▽
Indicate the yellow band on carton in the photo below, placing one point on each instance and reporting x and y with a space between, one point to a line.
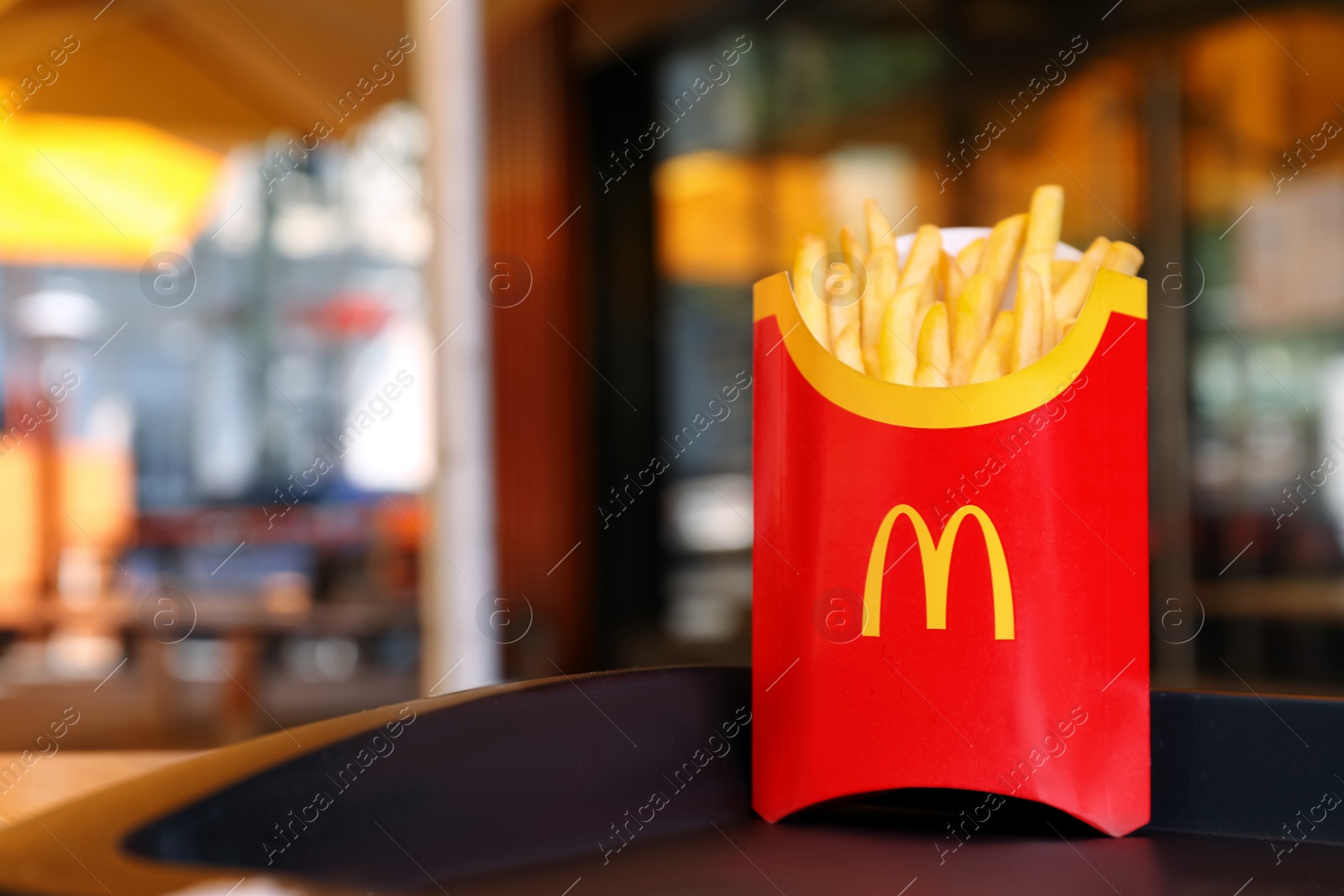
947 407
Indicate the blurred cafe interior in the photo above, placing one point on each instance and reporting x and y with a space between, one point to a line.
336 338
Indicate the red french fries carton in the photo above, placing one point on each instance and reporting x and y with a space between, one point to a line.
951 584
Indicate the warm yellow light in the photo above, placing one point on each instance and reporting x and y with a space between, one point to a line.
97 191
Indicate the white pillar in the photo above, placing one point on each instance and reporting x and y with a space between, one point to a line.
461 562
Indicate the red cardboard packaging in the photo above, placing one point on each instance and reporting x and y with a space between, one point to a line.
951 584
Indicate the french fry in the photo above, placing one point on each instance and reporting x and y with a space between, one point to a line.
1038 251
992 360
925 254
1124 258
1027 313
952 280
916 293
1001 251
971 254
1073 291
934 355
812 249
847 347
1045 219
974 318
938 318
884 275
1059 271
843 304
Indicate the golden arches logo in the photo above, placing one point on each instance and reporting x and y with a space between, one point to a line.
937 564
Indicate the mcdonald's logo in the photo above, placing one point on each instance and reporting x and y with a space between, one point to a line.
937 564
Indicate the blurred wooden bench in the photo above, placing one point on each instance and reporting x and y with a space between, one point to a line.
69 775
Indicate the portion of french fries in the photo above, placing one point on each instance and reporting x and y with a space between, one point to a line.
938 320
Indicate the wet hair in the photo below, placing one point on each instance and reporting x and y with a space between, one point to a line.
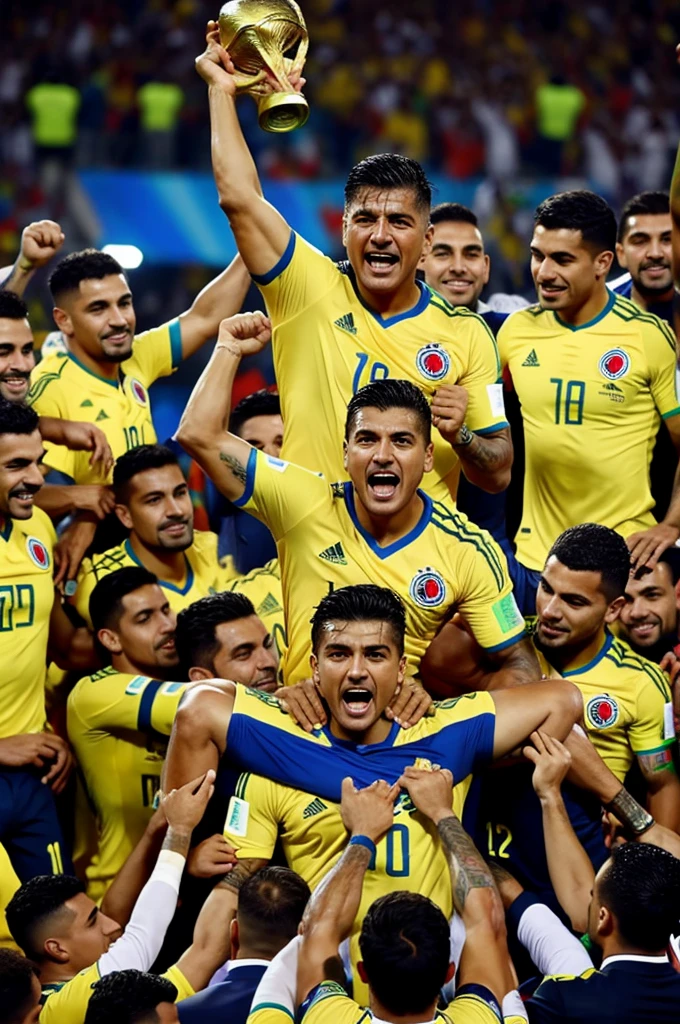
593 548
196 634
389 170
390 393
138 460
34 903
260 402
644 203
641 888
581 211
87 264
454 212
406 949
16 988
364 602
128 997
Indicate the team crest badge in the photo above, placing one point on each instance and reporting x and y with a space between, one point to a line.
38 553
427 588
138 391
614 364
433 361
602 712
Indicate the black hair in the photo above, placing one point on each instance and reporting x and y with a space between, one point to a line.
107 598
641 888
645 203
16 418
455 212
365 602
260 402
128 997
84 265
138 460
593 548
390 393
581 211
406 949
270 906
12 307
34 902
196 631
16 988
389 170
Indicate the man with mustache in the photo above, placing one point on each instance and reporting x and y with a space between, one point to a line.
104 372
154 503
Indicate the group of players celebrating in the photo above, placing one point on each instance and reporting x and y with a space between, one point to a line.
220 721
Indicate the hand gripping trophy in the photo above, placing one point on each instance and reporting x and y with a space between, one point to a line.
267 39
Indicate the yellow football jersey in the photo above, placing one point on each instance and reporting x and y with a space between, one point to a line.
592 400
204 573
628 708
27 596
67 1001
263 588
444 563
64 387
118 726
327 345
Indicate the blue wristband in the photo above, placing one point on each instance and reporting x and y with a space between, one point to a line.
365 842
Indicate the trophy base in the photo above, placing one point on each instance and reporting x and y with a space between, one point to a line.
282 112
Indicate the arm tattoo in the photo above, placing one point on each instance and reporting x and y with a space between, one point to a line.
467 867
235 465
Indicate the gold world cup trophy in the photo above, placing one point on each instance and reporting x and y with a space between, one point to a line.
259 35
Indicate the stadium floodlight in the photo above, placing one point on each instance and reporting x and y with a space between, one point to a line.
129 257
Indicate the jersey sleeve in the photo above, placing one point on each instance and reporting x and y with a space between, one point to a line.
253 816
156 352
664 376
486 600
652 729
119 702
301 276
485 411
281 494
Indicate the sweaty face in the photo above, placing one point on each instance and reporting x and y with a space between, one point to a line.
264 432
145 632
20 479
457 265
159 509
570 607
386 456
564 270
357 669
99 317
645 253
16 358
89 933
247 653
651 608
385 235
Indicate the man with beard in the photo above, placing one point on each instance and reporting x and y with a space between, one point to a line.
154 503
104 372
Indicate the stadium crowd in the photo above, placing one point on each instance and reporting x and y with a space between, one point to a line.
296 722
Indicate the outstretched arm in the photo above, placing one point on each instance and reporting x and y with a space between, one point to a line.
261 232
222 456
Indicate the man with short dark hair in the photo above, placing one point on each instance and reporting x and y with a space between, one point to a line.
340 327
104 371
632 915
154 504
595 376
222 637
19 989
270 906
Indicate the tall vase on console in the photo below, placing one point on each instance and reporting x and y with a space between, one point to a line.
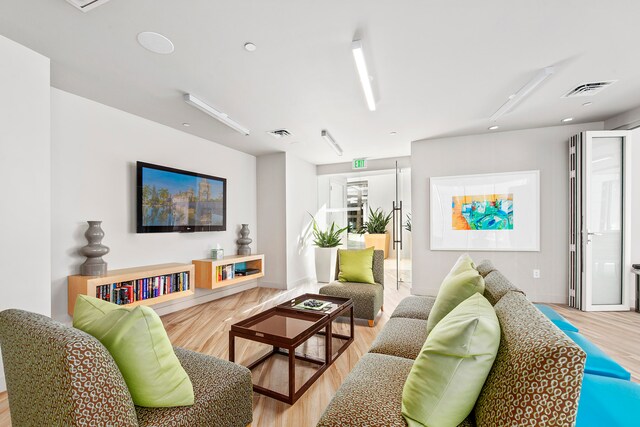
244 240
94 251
△
▸ **What you are asked to do**:
Write out each line of the data exactly; the images should be left out.

▸ **Task answer**:
Indicate the yellow band on carton in the photo below, placing one point on each instance and reporting x and y with a space between, one point to a line.
947 407
Indicate the blurred cafe interior in the photo above, placing one point on each instance and reporting x and y with a space between, one point to a line.
336 338
Indicate the red french fries carton in the photo above, placing one point on each instance and reporting x and y with a space between, one point to a line.
951 584
Indicate the warm yellow light in the photo above, placing one point on each instance and reporting x and y with a space between, one point to a line.
97 191
Indicate the white pillar in the photo above, placing one point on each instance and reporting x and y with a space between, one point to a line.
461 562
Indicate the red cardboard packaging in the photo above, placing one point on each instance and reporting x and y with a space between, one point to a line.
951 584
Indicate the french fry in the photo above, placing one point on each instance and reporting x and y with a space between, one point to a line.
1038 251
992 360
925 254
1124 258
1027 313
952 280
916 293
1001 251
971 254
1073 291
934 355
812 249
847 347
1045 219
974 318
938 318
884 275
1059 271
843 304
Indicate the golden arches logo in the photo above, placing one point on each instance and reporting x and y with a space between, one point to a line.
937 564
Indicate the mcdonald's logo in the photo above, placing one point on each instance and reporting x and y with a space between, one point to a line.
937 564
Indicate the blurred wooden bench in the photo above, placing one point on each instance and reporting x and y with a space between, one point to a line.
69 775
Indicate the portion of french fries in the photo above, placing one point on each instance and reporting x and y with a space between, one point to a line.
938 320
Indicate the wet hair in the photo below, placing one point on each instance and reporting x and y with a space between, one point to a line.
593 548
196 634
389 170
390 393
138 460
34 903
260 402
644 203
641 888
581 211
87 264
454 212
406 949
16 988
364 602
128 997
Indicate the team crest badge in the photo above, placing one point on each instance and reporting x and y with a space between, one point to a line.
38 553
427 588
138 391
614 364
433 361
602 712
Indicate the black hair in the photo above, placing one point on each instance and reporting x and y with a space between, one point to a line.
107 598
641 888
645 203
16 418
455 212
365 602
260 402
128 997
84 265
138 460
593 548
390 393
581 211
406 949
270 906
12 307
34 902
196 631
16 988
389 170
Indicate the man with mustache in the photo above, placing one point on each instance and reporting x and y with a space between, one point to a line.
104 372
154 503
Indicate the group of players celebrating in the photo above, placing one point on each instance and reporting x and y with a space between, one point to a line.
220 721
Indicate the hand gripping trophy in the photo above, placing one point on each instance and reporting x and y with a space between, one point to a line.
267 39
Indicate the yellow football jersey in the photo above, placing one point on each instance and reporting x and y with a space between, one point to a line.
592 400
204 573
628 708
27 596
67 1001
263 588
444 563
64 387
118 726
327 345
Indicate the blue wristband in the photo above, placing one point on each instance and reporting x and y with a space between, one point to a line.
365 842
Indicate the trophy base in the photo above, placing one point on each instance and reporting x and y with a space between, one point to a line.
282 112
Indicate the arm tattoo in the photo above, placing one point on each instance and reporting x and y with a space between, one point to a line.
467 867
235 465
Indicate the gold world cup trophy in the photo above, placing one point on each instance and reporting x and y with a space between, one point to a line.
259 35
Indicate the stadium floodlight in the photo above, placing one point on each instance and reporting x and y with a space between, one point to a line.
129 257
Indicate the jersey sleeve in the photo above, placing one point on each instance and reporting x and y with a space between, one point to a line.
253 816
156 352
664 376
486 600
652 729
119 702
301 276
485 411
281 494
Indicate the sweaty face in the photo above, placing one point on each instance and reporting x and y with a space between, one point to a line.
264 432
145 632
20 479
457 265
159 509
570 607
386 456
564 270
357 669
99 317
645 253
16 358
89 933
247 653
651 608
385 235
Indicate the man with beard in the photo above, placing one point on each instance and reporting x and y with a space between, one point to a line.
154 503
104 372
Indicate the stadium crowd in the photo above, placing one point on each instance and reporting x and y with a space between, one point to a line.
296 722
Indicate the outstretched arm in the photo above, placing one point on each instance and reporting x and y with a space between, one point to a line.
261 232
222 456
Indicate the man with short dark hair in the photo above, placing one point on each instance and reporting x and y with a space between, one point to a line.
340 327
104 371
632 915
154 504
595 376
222 637
19 989
270 906
Indicate the tall vase on console in the photo below, placing one point on each instance and reporting x and y with a space between, one point to a line.
244 240
94 251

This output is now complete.